Reproduce the listing below word for word, starting with its first line and ending after the line that contains "[217,87,287,167]".

======== DATA LINES ========

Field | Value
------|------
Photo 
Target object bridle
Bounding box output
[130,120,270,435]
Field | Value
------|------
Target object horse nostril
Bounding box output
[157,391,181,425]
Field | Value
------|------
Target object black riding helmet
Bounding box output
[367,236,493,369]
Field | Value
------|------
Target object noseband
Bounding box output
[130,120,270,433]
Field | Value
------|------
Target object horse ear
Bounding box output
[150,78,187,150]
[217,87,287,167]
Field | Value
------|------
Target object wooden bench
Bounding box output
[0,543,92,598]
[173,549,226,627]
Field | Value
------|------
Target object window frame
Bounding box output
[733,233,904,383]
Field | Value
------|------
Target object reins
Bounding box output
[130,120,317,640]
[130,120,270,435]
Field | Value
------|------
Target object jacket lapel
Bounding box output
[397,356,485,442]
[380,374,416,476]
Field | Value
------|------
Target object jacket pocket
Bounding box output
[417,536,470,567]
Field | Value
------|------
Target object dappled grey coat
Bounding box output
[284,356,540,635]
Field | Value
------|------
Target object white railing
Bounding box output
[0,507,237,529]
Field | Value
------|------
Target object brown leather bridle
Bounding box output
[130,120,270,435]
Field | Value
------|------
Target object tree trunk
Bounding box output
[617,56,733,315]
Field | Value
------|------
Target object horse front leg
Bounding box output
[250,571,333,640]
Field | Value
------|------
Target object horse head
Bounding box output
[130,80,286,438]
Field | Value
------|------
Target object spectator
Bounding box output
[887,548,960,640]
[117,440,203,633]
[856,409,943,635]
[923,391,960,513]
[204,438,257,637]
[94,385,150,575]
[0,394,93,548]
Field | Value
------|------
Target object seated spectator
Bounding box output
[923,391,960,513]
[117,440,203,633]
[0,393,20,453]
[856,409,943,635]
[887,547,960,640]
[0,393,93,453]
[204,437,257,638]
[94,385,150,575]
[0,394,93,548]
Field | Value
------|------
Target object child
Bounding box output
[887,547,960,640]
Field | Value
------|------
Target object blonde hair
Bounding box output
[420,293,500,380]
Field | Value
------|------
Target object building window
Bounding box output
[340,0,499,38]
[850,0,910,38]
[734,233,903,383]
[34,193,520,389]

========

- EXERCISE RESPONSE
Field | Value
------|------
Photo 
Target object bridle
Bounding box output
[130,120,270,435]
Field | Value
------|------
Target object horse nostril
Bounding box output
[157,391,181,425]
Field | Value
------|------
Target object black riding helmet
Bounding box output
[367,236,493,369]
Field | Value
------|------
Target object noseband
Bounding box output
[130,120,270,433]
Field | Value
------|------
Target object horse ear
Bounding box output
[150,78,187,150]
[217,87,287,167]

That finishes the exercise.